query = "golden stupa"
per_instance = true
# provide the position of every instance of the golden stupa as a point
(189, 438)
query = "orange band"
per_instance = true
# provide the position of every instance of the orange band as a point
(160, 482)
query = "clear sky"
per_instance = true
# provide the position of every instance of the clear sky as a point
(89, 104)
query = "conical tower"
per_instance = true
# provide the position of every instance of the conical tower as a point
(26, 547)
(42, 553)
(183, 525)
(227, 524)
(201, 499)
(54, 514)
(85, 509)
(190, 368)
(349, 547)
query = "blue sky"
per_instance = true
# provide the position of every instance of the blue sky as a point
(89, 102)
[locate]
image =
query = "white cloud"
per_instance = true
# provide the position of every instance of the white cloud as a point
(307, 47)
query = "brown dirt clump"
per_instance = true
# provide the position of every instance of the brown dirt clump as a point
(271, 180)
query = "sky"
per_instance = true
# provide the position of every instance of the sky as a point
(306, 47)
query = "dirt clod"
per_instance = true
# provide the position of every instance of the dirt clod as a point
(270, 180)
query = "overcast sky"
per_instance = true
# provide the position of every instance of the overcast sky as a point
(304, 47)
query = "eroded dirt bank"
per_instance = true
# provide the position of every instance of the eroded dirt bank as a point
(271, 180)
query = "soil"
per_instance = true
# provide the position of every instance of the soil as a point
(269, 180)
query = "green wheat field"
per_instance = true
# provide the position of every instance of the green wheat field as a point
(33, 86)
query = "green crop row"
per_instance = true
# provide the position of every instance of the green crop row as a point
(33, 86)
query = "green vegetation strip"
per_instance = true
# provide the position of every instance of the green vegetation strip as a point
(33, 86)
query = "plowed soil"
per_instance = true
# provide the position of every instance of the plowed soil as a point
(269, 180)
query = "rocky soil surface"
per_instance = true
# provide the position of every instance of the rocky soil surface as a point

# WHAT YOU NEED TO DO
An exact copy of all the material is what is needed.

# PROBLEM SOLUTION
query = "golden stupa"
per_instance = true
# provide the position of every instance of the golden stupa as a point
(189, 438)
query = "orange band"
per_instance = true
# provide the position of every instance of the orange band as a point
(160, 482)
query = "clear sky"
per_instance = true
# provide the position of every instance of the clear sky as a point
(89, 104)
query = "conical tower"
per_instance = true
# provide the position of every instance of the conical tower as a point
(26, 547)
(42, 553)
(183, 525)
(227, 524)
(201, 499)
(54, 514)
(85, 509)
(190, 368)
(349, 547)
query = "blue sky"
per_instance = true
# provide the position of every instance of the blue sky as a point
(89, 102)
[locate]
image =
query = "white cloud"
per_instance = true
# provide the position of every instance of the white cloud as a point
(307, 47)
query = "brown dirt clump"
per_instance = true
# provide the position of every instance of the brown dirt clump as a point
(271, 180)
query = "sky"
per_instance = true
# provide the position of every instance of the sky as a point
(306, 47)
query = "dirt clod"
per_instance = true
# provide the position of every instance of the dirt clod as a point
(270, 180)
query = "overcast sky"
per_instance = true
# provide the position of every instance of the overcast sky as a point
(304, 47)
query = "eroded dirt bank"
per_instance = true
# provide the position of every instance of the eroded dirt bank as a point
(271, 180)
query = "soil"
per_instance = true
# provide the position of every instance of the soil as a point
(269, 180)
query = "green wheat field"
per_instance = true
# provide the position of every instance of the green wheat field as a point
(33, 86)
query = "green crop row"
per_instance = true
# provide the position of every instance of the green crop row as a point
(33, 86)
query = "green vegetation strip"
per_instance = true
# provide the position of every instance of the green vegetation strip as a point
(33, 86)
query = "plowed soil"
per_instance = true
# provide the position of every instance of the plowed soil as a point
(269, 180)
query = "rocky soil surface"
per_instance = true
# provide the position of every instance of the rocky soil surface as a point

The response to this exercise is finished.